练习任务: 请把下面全部条目重新写出，条目里的指令也要保留。答案中的每个坐标值都乘以 2，再四舍五入取整（0.5 向上进），图片不要写进答案。

── 所用数据

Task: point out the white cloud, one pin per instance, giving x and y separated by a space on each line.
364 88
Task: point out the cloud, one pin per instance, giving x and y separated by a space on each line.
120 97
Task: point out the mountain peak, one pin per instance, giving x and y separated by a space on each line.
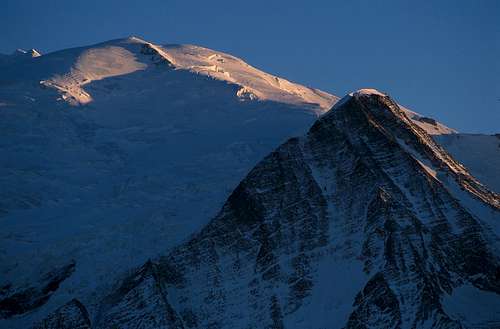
31 53
366 92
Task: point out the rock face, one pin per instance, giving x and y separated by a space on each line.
365 222
72 315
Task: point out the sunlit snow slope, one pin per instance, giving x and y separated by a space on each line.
115 152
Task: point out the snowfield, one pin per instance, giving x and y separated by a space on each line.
114 153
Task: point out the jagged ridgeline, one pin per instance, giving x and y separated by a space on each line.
364 222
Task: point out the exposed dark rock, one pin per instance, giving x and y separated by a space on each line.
73 315
22 300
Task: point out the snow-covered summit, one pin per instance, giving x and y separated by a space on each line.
366 92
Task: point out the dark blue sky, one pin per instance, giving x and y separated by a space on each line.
440 58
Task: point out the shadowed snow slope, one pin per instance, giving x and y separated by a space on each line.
114 153
364 222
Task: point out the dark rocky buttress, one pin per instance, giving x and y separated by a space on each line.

────

答案如下:
Task: point out the white cloud, one pin per instance, giving x and y separated by a space on each line.
728 176
Task: point out the cloud, one pin per instance, giving x and y separated by a space on each line.
240 194
Task: point out the mountain peak, one pin per instance, giving x and y separated by a space on each line.
62 106
732 184
Task: point out the rock face, one pin per instance, giving x and y separated by a space on each line.
730 444
144 630
Task: point out the sunlit snow slope, one pin per instance, giving x and y separated by a space on each line.
230 304
Task: point out the snowfield, one pin per instance, giving x and y separated by a space on each line.
228 306
Task: point out the jagged ridgeline, one pin per instance, giving x and y separated by a space on each line.
728 444
Task: point out the exposed dark rock, one pin per instance, giving x and y separated by a space on each line.
146 630
44 600
Task: point out the snow-covered summit, one pin per instance, giving x and y separated by a space on each line.
732 184
Task: point out the dark blue sky, one pin per instance, giving x and y separated by a space on each line.
880 116
Task: point out the shadowed snow slope, one pin per instance, giving x and y separated by a space on each line.
228 306
728 444
Task: point out the dark rocky buttress, one pin per instance, giving x and y separated by a space on each line.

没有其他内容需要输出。